--- Work instructions ---
**A.** Set down the passage of the NISC agreement excerpt from "NISC shall comply" up to and including "JNLIC-NY’s reasonable request.", word for word.
**B.** Take the NISC agreement excerpt further, picking up after its last line.

--- Document extract ---
───

NISC represents that as of the date of this Agreement it is not aware of any pending nor threatened investigation, action, suit, or proceeding relating to it or that may adversely affect it or any principal of NISC or any of its Associated Persons in a material way or their ability to provide Services hereunder before or by any court or other governmental, regulatory, or self-regulatory authority or other body to which it or any such principal thereof or any Associated Person is a party, or to which any asset of NISC or any Associated Person is subject. As of the date of this Agreement, neither NISC nor any principal thereof has received any notice of an investigation relating to matters described in the preceding sentence that may adversely affect NISC’s or any Associated Person’s business in a material way or its or their ability to provide Services hereunder.

 

  g.

NISC represents it will notify JNLIC-NY immediately in the event it receives a complaint alleging that it or any of its Associated Persons violated any applicable federal or state law, rule or regulation arising out of its activities, or which may otherwise affect in any material way it or any Associated Person’s ability to act in accordance with the terms of this Agreement.

 

2.

COMPLIANCE

 

  a.

NISC agrees to abide by applicable rules of FINRA, and each Party hereto agrees to comply with state and federal laws, rules and regulations, that are applicable to each of their respective obligations hereunder.

 

  b.

NISC shall comply with all relevant and reasonable policies and procedures of JNLIC-NY provided to it in writing.

 

  c.

NISC shall be solely responsible for training and supervising the activities of its Associated Persons in compliance with the requirements under applicable FINRA rules and state and federal laws, rules and regulations. NISC shall furnish evidence of such supervision at JNLIC-NY’s reasonable request.

 

  d.

In the event NISC regards itself as exempt from the licensing requirements of a state insurance authority, NISC represents that it shall, nonetheless, exercise supervisory control over the training and conduct of its Associated Persons in a manner consistent with that state’s insurance requirements with respect to fair, accurate and good faith representations of the JNLIC-NY Products.


3.

SERVICES PROVIDED BY NISC

 

  a.

The following services (“Services”) shall be provided by NISC:

 

  1.

Marketing and promoting the features and benefits of the JNLIC-NY Products to third-party distribution partners (“Third Party Distribution Partners”). No Associated Person of NISC shall make any representation concerning or provide any information regarding JNLIC-NY Products, except those contained in the then current prospectus and Statement of Additional Information as filed with the Securities and Exchange Commission (“SEC”) and other printed information issued by JNLIC-NY as information supplemental to the prospectus, including, but not limited to Wholesaling Materials filed with FINRA and provided to NISC;

 

  2.

forwarding Wholesaling Materials to authorized Third Party Distribution Partners and their sales forces for their distribution to retail clients; and

 

  3.

NISC will file Wholesaling Materials with FINRA or other regulatory authorities or agencies.

 

  b.

───

--- Excerpted records ---
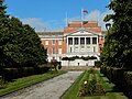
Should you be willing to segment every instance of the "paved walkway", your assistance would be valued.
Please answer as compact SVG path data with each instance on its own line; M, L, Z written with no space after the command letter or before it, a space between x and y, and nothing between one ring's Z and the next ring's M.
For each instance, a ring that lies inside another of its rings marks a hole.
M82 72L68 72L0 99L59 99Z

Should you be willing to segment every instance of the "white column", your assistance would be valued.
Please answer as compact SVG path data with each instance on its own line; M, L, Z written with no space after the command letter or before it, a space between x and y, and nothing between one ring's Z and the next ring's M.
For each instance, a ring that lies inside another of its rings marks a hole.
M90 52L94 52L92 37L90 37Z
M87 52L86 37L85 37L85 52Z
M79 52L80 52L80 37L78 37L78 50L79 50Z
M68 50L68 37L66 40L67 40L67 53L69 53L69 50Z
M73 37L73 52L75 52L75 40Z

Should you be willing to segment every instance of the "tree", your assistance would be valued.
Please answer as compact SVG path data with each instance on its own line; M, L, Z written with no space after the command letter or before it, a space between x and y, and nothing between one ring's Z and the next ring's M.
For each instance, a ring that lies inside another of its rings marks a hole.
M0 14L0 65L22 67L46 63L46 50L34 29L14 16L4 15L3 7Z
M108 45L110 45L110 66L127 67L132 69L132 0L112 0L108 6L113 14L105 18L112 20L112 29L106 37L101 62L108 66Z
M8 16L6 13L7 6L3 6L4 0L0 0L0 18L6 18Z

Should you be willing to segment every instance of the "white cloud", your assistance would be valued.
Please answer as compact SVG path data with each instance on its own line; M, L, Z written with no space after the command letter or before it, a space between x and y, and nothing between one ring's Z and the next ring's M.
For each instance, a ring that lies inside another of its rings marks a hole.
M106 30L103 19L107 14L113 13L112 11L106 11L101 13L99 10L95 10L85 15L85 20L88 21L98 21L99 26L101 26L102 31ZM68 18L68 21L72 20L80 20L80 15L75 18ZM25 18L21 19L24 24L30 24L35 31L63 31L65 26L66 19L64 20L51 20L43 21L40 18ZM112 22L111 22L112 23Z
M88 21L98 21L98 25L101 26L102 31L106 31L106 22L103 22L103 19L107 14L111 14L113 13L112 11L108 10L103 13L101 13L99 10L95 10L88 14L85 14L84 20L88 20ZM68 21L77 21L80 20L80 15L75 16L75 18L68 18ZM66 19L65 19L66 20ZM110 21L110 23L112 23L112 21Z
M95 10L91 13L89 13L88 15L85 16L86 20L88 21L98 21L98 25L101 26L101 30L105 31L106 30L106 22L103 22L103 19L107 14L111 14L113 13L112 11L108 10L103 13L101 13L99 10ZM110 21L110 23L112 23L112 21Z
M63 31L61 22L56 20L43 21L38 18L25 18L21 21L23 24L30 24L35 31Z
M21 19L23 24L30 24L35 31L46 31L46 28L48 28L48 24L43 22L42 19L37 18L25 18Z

───

--- Task-by-task outputs ---
**A.**
NISC shall comply with all relevant and reasonable policies and procedures of JNLIC-NY provided to it in writing.

 

  c.

NISC shall be solely responsible for training and supervising the activities of its Associated Persons in compliance with the requirements under applicable FINRA rules and state and federal laws, rules and regulations. NISC shall furnish evidence of such supervision at JNLIC-NY’s reasonable request.

**B.**
JNLIC-NY agrees and acknowledges that, notwithstanding anything else contained in this Agreement, NISC shall not have any obligations to, and will not: i) determine the suitability of any retail clients for JNLIC-NY Products or approve any JNLIC-NY Products’ sales as a principal, as Third Party Distribution Partners are solely responsible for recommending products to retail clients and approving all sales, or ii) supervise the sales activities of, or ensure compliance with any applicable insurance and securities laws, regulations and rules and any selling group agreement by a Third Party Distribution Partner or its sales force.

 

  c.

NISC shall have no direct contact with any retail client, or owner of a JNLIC-NY Product or their representatives, except in circumstances where a duly licensed and appointed representative of the Third-Party Distribution Partner or its sales force is present.

 

  d.

NISC will have responsibility for its marketing and sales promotional costs, including, but not limited to:

 

  1.

All travel of NISC and its Associated Persons;

 

  2.

Any meetings with Third Party Distribution Partners; and

 

  3.

Hiring of any staff and maintaining office space.

 

  e.

Performance Standards. NISC agrees that in performing or providing Services hereunder, it shall use the degree of ordinary care and reasonable diligence that an experienced and qualified provider of similar Services would use acting in like circumstances and experience in such matters and in accordance with the standards, practices, and procedures established by JNLIC-NY for its own business.


  1.

NISC shall perform Services according to servicing standards of JNLIC-NY or such other standards as may be mutually agreed upon by JNLIC-NY and NISC. In performing Services hereunder, NISC shall at all times act in a manner reasonably calculated to be in or not opposed to the best interests of JNLIC-NY.

 

  2.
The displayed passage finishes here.